Aim of the exercise: Word for word, transcribe the lines from the one containing "of the exposed" through the end of the entries, both included, and nothing else.

The data:
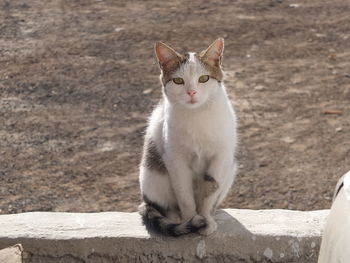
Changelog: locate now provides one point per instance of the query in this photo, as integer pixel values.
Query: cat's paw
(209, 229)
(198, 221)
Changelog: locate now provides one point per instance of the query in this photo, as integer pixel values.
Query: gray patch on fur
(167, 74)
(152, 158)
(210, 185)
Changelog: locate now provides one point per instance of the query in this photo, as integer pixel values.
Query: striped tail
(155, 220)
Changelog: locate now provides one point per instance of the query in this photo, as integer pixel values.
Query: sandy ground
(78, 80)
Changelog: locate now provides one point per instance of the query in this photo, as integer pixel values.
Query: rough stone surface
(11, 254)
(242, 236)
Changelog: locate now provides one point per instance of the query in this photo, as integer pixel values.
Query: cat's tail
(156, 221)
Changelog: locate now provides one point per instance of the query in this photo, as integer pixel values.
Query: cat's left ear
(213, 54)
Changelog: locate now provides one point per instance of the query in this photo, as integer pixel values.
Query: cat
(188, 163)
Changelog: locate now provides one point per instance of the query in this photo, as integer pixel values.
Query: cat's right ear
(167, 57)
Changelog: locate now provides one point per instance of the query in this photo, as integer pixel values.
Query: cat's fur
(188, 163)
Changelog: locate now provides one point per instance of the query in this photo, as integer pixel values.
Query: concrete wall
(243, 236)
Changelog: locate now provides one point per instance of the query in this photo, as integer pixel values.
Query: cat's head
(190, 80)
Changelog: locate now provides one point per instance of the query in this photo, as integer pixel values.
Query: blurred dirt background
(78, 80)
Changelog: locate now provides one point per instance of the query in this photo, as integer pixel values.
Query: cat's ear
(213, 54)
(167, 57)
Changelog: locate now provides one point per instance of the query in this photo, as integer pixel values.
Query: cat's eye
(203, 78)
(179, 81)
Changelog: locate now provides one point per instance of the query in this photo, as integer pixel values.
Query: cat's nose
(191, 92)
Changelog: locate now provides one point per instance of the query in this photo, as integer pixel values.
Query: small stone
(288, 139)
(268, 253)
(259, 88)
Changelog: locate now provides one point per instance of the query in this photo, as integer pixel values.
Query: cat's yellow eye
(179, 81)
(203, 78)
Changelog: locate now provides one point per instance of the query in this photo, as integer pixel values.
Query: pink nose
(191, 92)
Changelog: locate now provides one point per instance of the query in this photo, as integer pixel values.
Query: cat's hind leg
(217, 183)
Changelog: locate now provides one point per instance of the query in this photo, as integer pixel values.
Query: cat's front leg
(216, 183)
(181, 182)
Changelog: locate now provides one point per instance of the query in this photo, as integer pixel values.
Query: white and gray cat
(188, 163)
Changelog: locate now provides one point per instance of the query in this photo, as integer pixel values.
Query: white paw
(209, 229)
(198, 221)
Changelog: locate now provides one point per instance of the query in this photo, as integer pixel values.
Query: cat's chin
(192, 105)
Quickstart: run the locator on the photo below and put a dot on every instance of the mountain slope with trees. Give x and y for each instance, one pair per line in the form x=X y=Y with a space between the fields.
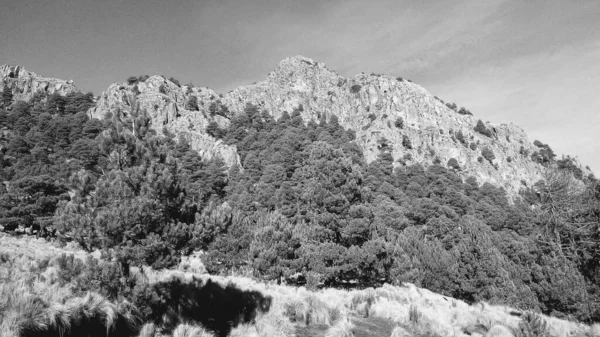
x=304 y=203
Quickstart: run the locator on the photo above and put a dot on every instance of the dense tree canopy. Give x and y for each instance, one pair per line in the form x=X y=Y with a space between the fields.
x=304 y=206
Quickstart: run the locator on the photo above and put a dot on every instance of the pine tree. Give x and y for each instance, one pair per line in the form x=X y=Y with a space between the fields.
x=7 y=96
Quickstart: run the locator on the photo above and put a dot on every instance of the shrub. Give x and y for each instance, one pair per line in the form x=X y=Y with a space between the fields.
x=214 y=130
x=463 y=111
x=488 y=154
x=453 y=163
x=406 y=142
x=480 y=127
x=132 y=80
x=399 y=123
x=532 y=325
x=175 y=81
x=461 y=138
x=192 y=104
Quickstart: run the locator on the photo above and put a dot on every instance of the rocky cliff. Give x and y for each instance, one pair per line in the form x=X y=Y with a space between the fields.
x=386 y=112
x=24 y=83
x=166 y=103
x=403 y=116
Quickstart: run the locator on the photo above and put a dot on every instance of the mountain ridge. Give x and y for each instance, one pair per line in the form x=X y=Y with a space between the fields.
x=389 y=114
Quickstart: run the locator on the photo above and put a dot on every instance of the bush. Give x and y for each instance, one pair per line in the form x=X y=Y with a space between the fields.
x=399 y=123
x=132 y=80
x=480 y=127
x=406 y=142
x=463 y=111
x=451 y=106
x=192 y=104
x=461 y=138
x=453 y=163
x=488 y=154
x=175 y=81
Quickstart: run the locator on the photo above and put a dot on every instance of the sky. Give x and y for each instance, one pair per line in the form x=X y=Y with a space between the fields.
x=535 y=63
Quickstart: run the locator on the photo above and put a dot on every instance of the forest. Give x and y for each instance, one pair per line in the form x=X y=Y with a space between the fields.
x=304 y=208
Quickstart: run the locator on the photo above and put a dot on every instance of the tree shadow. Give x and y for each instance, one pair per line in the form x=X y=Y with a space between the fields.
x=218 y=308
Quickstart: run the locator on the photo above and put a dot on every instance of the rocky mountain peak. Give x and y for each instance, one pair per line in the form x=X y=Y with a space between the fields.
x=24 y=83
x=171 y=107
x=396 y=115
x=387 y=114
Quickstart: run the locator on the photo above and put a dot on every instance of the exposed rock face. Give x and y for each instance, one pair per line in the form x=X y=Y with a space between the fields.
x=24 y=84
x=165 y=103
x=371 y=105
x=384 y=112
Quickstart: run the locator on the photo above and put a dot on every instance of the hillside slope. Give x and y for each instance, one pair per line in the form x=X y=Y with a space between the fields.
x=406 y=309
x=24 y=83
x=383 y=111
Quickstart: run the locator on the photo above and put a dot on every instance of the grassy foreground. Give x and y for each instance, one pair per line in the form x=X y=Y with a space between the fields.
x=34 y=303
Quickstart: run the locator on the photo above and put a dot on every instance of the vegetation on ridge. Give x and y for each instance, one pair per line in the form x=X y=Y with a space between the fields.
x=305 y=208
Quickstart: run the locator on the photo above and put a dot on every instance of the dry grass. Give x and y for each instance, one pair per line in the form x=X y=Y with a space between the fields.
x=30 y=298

Task output:
Quickstart: run the locator on the photo above and put a dot on every instance of the exposed rock face. Give x and y for each instance, one pair per line in the form x=X y=Y with a space between the fields.
x=24 y=84
x=165 y=103
x=371 y=105
x=384 y=112
Quickstart: run the locator on the photo above and put a dot on every instance of the hillside slope. Give x and y for each instance, one pair per line in the form x=X y=Y with a space between the fields.
x=406 y=309
x=24 y=83
x=383 y=111
Quickstart: run the locator on the photo above and put a dot on every instance of the grassy foreground. Give x and y for each instance, one pair per line in the form x=X y=Y with a space between the fields.
x=34 y=303
Quickstart: run the locator on the photo above and put a dot on every instance of the vegetation on ridge. Give x and y for each instance, one pair per line in the form x=X y=Y with a space between the fields.
x=305 y=208
Quickstart: run the locator on the photo above and put a dot on every instance of the dry grass. Give x and y for each instance, one pair per line in the form x=X y=Y with a space between the fields.
x=30 y=298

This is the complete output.